From the line that contains "For every instance of the field" to the last line of the data below, transcribe every line exactly. Do not include the pictures.

^^^^^^^^^^^^^^^^

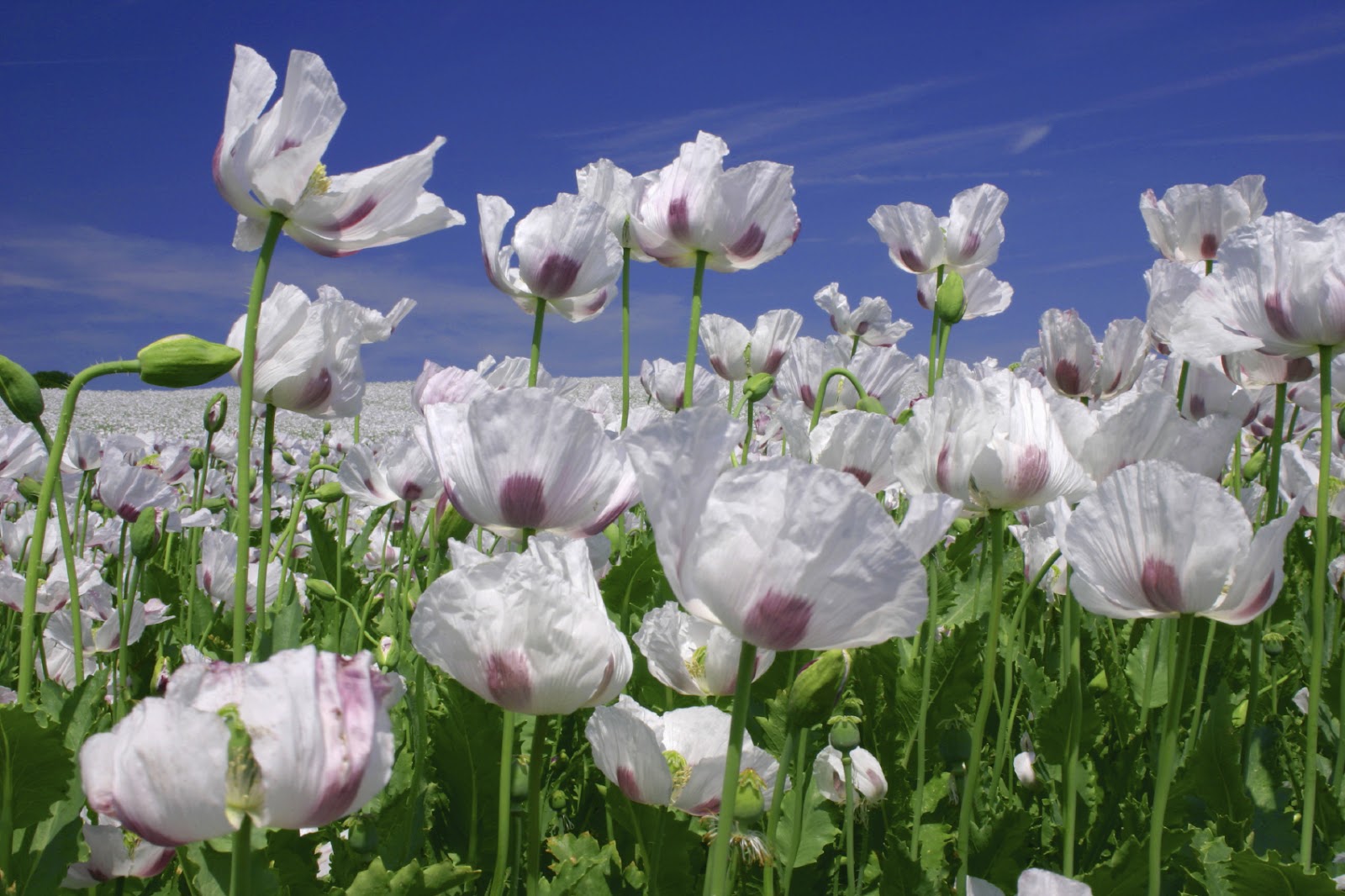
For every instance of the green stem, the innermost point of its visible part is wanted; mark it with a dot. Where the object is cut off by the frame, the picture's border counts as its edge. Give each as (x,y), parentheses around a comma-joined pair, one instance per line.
(242,485)
(849,822)
(694,331)
(1181,383)
(1321,533)
(988,685)
(50,481)
(822,392)
(1168,747)
(535,761)
(502,815)
(625,336)
(716,878)
(535,354)
(268,447)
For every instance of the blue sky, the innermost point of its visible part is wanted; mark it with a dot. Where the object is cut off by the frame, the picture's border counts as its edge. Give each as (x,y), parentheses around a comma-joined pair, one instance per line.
(112,233)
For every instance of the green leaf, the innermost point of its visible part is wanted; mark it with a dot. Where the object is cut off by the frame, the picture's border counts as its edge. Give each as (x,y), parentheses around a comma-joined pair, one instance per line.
(1251,875)
(37,766)
(818,830)
(582,865)
(1138,662)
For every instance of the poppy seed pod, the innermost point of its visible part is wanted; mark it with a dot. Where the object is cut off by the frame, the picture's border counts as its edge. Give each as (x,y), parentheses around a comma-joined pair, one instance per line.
(952,299)
(185,361)
(817,689)
(20,392)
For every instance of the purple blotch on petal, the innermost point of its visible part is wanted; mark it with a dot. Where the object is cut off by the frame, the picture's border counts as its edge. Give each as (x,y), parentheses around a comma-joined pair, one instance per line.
(679,222)
(1161,587)
(748,244)
(556,276)
(522,502)
(778,620)
(509,680)
(1068,378)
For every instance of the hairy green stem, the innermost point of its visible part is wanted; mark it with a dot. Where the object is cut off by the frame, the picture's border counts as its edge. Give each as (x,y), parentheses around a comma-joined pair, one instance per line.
(693,335)
(242,483)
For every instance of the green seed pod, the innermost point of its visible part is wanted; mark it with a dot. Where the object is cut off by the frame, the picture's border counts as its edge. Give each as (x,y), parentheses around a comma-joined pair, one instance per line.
(757,387)
(185,361)
(845,734)
(215,414)
(20,392)
(320,587)
(145,535)
(751,798)
(952,302)
(817,689)
(30,488)
(329,493)
(872,405)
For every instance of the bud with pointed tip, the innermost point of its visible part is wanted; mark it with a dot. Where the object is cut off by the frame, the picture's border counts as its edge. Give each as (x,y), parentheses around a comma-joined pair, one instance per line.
(185,361)
(20,392)
(817,689)
(757,387)
(952,300)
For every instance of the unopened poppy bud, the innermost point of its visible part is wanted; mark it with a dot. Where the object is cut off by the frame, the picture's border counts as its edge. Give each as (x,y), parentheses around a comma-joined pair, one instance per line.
(145,535)
(1254,466)
(329,493)
(185,361)
(871,405)
(215,412)
(845,734)
(20,392)
(319,587)
(952,302)
(817,689)
(363,835)
(387,651)
(30,488)
(751,799)
(757,387)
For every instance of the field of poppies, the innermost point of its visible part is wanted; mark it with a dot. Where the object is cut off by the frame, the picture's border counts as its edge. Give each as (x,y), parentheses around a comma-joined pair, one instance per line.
(824,618)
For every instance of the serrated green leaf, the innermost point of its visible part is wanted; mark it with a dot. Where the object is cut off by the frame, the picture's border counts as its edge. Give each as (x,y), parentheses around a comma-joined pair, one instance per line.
(1255,876)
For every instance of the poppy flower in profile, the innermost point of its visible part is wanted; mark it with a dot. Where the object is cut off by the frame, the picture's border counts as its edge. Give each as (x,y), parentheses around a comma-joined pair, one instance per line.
(966,240)
(1157,540)
(567,257)
(525,459)
(782,553)
(271,161)
(526,631)
(740,219)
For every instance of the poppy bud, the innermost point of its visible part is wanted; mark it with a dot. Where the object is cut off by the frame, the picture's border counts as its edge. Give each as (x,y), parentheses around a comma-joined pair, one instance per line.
(952,300)
(20,392)
(845,734)
(817,689)
(751,799)
(872,405)
(757,387)
(215,412)
(185,361)
(329,493)
(30,488)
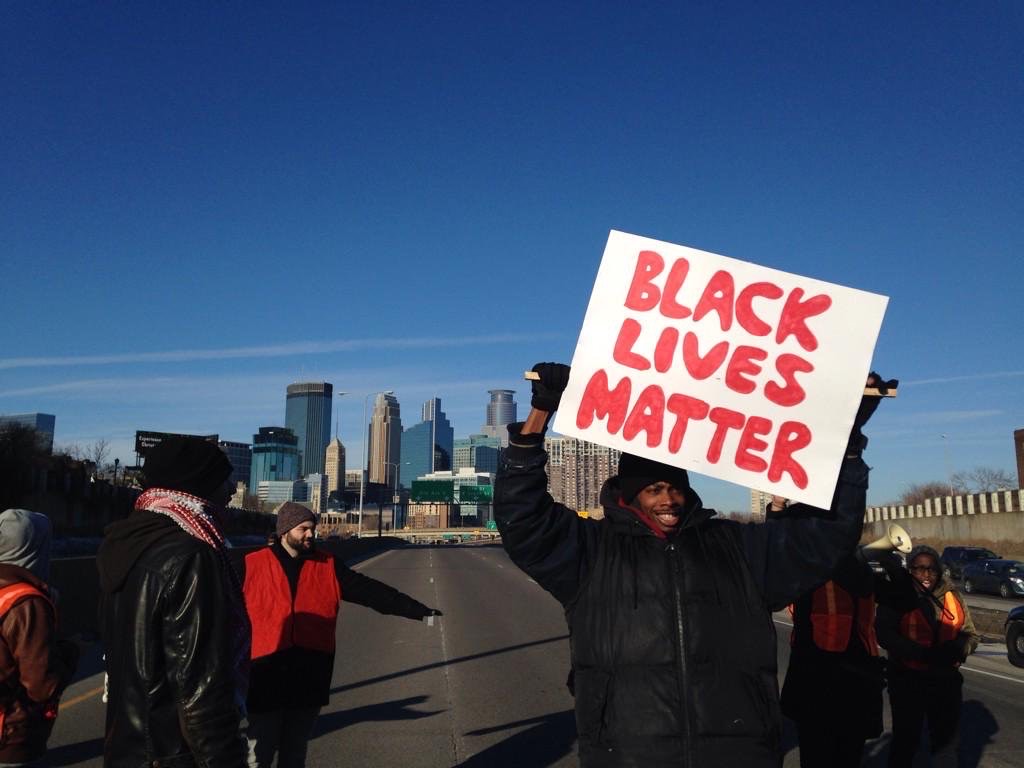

^^^^^^^^^^^^^^^^

- [Exercise result]:
For every instance of the field of poppies, the innermost point of its visible part is wanted; mark it with a dot. Where the object is cut off by the frame, the picture's border counts as its edge. Give each as (x,y), parentheses around a comma-joined pair, one instance per line.
(824,618)
For every instance of the serrated green leaf, the innermost point of its visible part is wanted; mark it with a dot. Where the object is cut off by the frame, the picture's border counts as its edge. Give each as (x,y), parentheses around a comma-joined pair, one instance per line.
(1255,876)
For every instance of the poppy flower in profile, the innermost point of its visible part is wanted; mark it with a dot. Where the object is cut off by the frame, the picture's border counts as its edge. Give each as (x,y), parentheses around a comma-joined pair, one instance per line.
(966,240)
(1157,540)
(567,257)
(525,459)
(782,553)
(271,161)
(526,631)
(740,219)
For every instance of the poppy bud, the innermost point of its visible part is wanted; mark it with a dot. Where the object is cut off by the frame, the picture's border counts as its edge. Give each as (x,y), parentheses around a comma-joined pair, one instance per line.
(952,300)
(20,392)
(845,734)
(817,689)
(751,799)
(872,405)
(757,387)
(215,412)
(185,361)
(329,493)
(30,488)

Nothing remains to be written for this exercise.